• _REQUEST_: Express the lines between the line containing "Subject: shallow reef water" and the line containing "xmin=54 ymin=91 xmax=173 ymax=277", inclusive, as a two-column CSV with the headers input and output. Give one row per subject, placing its text and its coordinates each in a single quoted field with line breaks replaced by spaces, and omit the pictures.

(Detection examples)
[Start]

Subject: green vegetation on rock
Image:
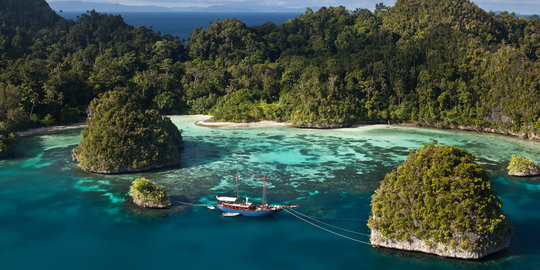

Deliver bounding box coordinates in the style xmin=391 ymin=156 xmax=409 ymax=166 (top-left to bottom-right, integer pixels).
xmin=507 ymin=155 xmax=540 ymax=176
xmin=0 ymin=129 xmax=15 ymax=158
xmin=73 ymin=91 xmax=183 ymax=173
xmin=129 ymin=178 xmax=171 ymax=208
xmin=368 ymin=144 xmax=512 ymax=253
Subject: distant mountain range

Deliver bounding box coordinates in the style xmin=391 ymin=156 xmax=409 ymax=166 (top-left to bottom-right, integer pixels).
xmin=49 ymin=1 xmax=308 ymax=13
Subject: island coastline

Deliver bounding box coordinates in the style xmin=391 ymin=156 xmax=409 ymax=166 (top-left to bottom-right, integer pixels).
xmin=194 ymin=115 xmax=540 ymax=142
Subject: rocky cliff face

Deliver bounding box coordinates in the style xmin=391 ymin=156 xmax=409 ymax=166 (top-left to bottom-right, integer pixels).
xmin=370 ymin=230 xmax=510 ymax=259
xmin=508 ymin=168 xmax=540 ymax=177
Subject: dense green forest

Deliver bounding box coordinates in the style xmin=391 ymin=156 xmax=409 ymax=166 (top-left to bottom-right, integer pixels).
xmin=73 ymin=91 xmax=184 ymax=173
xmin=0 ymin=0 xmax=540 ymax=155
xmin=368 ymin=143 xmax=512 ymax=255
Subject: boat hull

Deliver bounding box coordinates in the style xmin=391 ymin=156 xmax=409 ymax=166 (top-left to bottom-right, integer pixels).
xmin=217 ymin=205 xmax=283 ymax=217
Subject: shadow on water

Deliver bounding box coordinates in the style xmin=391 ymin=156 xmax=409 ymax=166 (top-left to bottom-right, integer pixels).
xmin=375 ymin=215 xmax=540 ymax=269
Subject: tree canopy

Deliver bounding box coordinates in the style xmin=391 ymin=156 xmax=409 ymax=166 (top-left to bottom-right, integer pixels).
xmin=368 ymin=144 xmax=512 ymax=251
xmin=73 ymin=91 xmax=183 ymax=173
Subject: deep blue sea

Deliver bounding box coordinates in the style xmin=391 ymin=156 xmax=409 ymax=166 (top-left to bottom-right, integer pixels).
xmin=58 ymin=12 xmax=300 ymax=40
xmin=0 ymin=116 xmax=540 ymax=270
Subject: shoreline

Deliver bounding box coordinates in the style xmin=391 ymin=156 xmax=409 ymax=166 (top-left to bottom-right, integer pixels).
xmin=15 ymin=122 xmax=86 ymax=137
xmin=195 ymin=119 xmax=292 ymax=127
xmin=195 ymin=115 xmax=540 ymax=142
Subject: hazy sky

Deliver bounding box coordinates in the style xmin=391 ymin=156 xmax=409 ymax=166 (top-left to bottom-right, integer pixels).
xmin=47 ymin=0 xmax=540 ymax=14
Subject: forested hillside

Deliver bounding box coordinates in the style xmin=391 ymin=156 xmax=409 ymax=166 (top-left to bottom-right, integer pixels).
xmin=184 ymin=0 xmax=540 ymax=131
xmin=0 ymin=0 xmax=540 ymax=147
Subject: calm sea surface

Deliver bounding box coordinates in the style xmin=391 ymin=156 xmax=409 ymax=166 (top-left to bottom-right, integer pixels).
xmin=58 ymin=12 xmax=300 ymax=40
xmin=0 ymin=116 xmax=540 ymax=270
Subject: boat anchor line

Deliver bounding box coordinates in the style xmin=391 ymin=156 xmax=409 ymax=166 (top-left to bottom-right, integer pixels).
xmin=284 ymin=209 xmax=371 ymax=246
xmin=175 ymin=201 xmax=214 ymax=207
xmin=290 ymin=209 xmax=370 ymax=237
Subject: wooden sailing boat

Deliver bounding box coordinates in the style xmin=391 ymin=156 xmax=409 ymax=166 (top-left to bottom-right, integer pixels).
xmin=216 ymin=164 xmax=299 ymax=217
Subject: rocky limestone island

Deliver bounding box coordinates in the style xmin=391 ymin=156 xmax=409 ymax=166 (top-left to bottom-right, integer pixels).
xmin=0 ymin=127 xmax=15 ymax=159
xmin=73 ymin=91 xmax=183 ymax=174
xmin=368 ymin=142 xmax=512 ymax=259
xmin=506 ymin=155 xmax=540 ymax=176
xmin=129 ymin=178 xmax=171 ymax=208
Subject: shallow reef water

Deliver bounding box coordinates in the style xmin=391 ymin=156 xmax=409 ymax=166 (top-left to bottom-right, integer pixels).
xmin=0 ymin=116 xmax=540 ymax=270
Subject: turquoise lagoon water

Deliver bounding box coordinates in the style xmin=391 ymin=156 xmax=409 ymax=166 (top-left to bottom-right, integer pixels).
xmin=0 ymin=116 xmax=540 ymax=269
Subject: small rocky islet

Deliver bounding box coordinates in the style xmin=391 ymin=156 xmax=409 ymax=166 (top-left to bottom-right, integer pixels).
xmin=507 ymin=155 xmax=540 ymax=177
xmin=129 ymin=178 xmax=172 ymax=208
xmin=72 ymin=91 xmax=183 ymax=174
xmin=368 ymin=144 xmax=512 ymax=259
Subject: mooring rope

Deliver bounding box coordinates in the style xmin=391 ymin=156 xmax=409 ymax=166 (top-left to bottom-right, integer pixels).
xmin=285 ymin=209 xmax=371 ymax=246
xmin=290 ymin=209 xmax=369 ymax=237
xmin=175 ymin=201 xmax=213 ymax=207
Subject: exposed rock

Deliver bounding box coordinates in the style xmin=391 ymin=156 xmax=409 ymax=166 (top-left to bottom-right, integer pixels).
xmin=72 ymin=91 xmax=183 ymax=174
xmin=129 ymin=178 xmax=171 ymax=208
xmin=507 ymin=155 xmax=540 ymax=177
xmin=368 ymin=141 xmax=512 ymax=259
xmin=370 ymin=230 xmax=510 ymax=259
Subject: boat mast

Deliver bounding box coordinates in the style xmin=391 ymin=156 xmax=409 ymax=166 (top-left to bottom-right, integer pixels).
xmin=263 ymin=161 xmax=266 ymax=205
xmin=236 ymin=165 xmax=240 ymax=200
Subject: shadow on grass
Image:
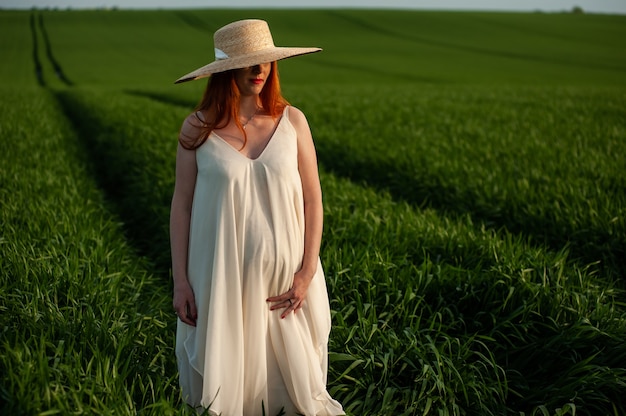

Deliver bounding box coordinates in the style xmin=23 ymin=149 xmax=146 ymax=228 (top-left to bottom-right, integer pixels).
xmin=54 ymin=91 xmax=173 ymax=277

[End]
[Start]

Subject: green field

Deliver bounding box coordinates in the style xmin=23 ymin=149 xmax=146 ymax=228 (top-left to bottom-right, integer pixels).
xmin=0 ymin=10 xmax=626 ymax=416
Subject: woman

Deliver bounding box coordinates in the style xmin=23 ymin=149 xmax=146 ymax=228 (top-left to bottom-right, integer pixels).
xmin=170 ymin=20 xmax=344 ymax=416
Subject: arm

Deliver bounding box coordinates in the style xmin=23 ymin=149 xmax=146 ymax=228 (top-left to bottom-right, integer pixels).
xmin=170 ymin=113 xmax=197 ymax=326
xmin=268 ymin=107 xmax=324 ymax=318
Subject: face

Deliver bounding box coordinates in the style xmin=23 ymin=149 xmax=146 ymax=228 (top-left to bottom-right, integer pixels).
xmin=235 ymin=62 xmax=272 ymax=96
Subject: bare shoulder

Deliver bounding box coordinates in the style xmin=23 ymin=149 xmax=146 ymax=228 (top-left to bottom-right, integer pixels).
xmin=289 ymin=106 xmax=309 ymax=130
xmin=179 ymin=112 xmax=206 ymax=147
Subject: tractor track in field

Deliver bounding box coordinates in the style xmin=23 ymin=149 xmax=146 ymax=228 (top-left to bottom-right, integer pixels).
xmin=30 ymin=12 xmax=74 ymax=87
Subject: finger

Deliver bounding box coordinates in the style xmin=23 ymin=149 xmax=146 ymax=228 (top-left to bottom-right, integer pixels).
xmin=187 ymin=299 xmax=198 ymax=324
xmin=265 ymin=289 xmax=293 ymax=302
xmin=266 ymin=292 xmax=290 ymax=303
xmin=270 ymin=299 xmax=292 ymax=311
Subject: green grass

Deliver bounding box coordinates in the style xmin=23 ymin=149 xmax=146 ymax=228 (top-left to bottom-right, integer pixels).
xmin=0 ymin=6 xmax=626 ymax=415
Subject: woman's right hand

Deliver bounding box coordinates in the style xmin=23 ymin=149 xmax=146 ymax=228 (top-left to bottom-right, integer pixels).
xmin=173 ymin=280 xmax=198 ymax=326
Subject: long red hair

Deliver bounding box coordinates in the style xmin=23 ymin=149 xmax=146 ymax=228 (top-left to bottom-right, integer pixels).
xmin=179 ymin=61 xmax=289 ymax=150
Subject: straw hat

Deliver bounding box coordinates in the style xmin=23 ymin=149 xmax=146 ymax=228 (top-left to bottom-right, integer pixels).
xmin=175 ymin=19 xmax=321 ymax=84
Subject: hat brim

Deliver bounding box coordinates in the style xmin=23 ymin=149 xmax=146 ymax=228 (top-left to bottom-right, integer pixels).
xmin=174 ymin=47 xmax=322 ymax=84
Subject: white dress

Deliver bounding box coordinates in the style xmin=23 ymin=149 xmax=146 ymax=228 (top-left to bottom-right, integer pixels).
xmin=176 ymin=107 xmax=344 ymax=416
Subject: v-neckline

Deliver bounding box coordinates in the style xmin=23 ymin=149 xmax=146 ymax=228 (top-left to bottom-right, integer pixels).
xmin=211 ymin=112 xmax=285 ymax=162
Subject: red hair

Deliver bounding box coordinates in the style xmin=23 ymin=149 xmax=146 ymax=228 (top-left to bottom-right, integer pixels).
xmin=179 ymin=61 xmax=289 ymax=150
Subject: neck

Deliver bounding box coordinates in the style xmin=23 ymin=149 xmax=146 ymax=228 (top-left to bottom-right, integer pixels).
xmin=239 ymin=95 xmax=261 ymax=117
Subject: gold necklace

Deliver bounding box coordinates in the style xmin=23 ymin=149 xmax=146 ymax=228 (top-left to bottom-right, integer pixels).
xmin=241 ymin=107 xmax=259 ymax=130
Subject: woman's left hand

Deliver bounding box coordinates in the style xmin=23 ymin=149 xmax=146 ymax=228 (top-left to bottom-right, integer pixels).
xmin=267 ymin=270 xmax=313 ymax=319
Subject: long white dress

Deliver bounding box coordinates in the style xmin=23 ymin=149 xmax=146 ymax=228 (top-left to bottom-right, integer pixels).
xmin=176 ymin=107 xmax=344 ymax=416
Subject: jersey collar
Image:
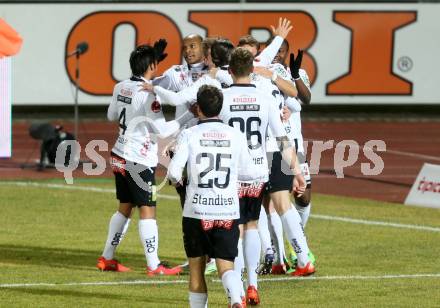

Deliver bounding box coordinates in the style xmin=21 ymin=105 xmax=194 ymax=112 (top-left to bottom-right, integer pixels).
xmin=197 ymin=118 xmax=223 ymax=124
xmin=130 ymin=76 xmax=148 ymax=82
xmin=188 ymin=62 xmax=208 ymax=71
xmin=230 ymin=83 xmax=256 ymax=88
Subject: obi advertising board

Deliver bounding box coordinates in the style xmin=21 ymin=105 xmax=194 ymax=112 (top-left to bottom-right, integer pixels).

[End]
[Start]

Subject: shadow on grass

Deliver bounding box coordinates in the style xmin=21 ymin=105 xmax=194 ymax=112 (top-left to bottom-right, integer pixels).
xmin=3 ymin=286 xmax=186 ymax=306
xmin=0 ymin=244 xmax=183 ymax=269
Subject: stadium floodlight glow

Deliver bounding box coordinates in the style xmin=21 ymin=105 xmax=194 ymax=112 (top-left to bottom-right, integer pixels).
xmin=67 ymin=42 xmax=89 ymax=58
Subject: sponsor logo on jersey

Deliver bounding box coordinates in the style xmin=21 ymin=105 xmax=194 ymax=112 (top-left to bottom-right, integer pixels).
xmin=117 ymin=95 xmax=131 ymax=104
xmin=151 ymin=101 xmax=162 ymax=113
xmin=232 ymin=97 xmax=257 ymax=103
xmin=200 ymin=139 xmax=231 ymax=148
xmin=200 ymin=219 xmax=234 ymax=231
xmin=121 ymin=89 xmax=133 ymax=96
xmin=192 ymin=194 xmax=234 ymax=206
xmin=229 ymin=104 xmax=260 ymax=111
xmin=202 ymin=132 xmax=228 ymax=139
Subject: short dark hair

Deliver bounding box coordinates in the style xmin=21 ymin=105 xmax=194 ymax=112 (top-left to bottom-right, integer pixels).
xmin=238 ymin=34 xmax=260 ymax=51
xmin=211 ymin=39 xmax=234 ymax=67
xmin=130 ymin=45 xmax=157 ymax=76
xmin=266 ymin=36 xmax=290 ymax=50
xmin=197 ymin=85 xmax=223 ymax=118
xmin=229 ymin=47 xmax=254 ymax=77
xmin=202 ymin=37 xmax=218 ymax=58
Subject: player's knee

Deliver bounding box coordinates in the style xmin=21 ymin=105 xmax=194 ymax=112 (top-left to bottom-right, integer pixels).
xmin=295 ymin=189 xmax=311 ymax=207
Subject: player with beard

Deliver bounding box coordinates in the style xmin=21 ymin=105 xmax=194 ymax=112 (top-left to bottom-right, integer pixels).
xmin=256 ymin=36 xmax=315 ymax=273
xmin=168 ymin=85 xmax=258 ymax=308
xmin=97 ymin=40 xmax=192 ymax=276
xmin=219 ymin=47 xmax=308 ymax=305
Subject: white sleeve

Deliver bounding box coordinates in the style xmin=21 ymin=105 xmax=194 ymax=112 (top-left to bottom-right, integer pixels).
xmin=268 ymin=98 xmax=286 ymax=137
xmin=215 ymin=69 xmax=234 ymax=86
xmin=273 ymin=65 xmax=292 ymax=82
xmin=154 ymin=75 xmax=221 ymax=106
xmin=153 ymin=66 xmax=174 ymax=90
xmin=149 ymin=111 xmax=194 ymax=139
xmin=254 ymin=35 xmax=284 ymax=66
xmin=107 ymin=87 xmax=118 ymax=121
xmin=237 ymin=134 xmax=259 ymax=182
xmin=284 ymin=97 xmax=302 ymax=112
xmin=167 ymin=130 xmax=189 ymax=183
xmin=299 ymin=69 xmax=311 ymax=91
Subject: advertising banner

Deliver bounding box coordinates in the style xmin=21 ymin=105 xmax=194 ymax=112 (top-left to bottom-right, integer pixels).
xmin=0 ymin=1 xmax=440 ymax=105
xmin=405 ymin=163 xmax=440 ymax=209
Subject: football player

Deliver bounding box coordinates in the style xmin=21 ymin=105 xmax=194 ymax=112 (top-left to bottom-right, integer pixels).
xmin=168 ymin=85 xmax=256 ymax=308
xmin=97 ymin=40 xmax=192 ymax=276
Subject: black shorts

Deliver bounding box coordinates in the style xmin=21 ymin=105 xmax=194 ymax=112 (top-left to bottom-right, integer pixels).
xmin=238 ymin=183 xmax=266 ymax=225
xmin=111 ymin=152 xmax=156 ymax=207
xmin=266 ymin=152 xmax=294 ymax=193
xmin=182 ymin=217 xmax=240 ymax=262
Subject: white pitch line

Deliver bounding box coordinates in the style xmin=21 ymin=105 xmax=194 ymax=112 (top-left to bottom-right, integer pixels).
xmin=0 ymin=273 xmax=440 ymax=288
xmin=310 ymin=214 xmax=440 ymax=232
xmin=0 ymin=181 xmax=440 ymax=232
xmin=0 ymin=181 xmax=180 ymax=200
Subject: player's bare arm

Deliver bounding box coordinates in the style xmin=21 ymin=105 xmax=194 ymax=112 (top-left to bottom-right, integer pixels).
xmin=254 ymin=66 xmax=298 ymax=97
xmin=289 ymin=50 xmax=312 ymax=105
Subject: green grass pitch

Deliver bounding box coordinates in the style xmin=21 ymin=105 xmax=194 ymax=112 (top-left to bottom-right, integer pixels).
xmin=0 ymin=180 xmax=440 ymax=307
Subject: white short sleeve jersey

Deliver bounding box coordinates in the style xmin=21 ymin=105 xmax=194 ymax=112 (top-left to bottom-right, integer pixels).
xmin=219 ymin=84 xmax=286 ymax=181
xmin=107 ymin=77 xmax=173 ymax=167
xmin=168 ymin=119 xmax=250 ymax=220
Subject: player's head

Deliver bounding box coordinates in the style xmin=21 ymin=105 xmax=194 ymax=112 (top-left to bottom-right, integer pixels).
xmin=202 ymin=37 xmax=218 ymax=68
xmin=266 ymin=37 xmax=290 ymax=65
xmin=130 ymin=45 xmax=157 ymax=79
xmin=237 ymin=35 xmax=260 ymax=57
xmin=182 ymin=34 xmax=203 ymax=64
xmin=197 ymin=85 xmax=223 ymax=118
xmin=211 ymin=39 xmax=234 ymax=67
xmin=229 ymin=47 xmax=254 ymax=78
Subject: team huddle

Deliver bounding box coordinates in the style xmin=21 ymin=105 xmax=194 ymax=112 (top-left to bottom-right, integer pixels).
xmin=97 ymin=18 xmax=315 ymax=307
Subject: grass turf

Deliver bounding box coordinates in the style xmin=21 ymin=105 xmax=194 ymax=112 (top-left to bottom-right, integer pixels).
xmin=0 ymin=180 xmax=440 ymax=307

[End]

• _TASK RESPONSE_:
input,output
"Subject: shallow reef water Deliver bounding box coordinates in the style xmin=391 ymin=156 xmax=409 ymax=166 (top-left to bottom-right, integer pixels).","xmin=0 ymin=116 xmax=540 ymax=270"
"Subject: turquoise lagoon water Deliver bounding box coordinates in the style xmin=391 ymin=156 xmax=409 ymax=166 (top-left to bottom-right, integer pixels).","xmin=0 ymin=116 xmax=540 ymax=269"
"Subject: small rocky islet Deliver bounding box coordinates in the style xmin=391 ymin=156 xmax=409 ymax=166 (top-left to bottom-right, integer pixels).","xmin=507 ymin=155 xmax=540 ymax=177 xmin=129 ymin=178 xmax=172 ymax=208 xmin=72 ymin=91 xmax=183 ymax=174 xmin=368 ymin=144 xmax=512 ymax=259"
"Subject: mooring rope Deliver bounding box coordinates in the style xmin=391 ymin=156 xmax=409 ymax=166 (top-left to bottom-right, integer pixels).","xmin=285 ymin=209 xmax=371 ymax=246 xmin=290 ymin=209 xmax=369 ymax=237 xmin=175 ymin=201 xmax=213 ymax=207"
"Subject: exposed rock Deliver bounding box coordinates in the style xmin=391 ymin=156 xmax=409 ymax=166 (top-left to bottom-right, integer pixels).","xmin=72 ymin=91 xmax=183 ymax=174 xmin=129 ymin=178 xmax=171 ymax=208 xmin=507 ymin=155 xmax=540 ymax=177 xmin=368 ymin=141 xmax=512 ymax=259 xmin=370 ymin=230 xmax=510 ymax=259"
"Subject: boat mast Deliver bounding box coordinates in the style xmin=391 ymin=156 xmax=409 ymax=166 (top-left to bottom-right, integer pixels).","xmin=263 ymin=161 xmax=266 ymax=205 xmin=236 ymin=165 xmax=240 ymax=200"
"Subject: shadow on grass Image: Deliver bounding box coordinates in the style xmin=23 ymin=149 xmax=146 ymax=228 (top-left to bottom-right, integer pixels).","xmin=54 ymin=91 xmax=173 ymax=277"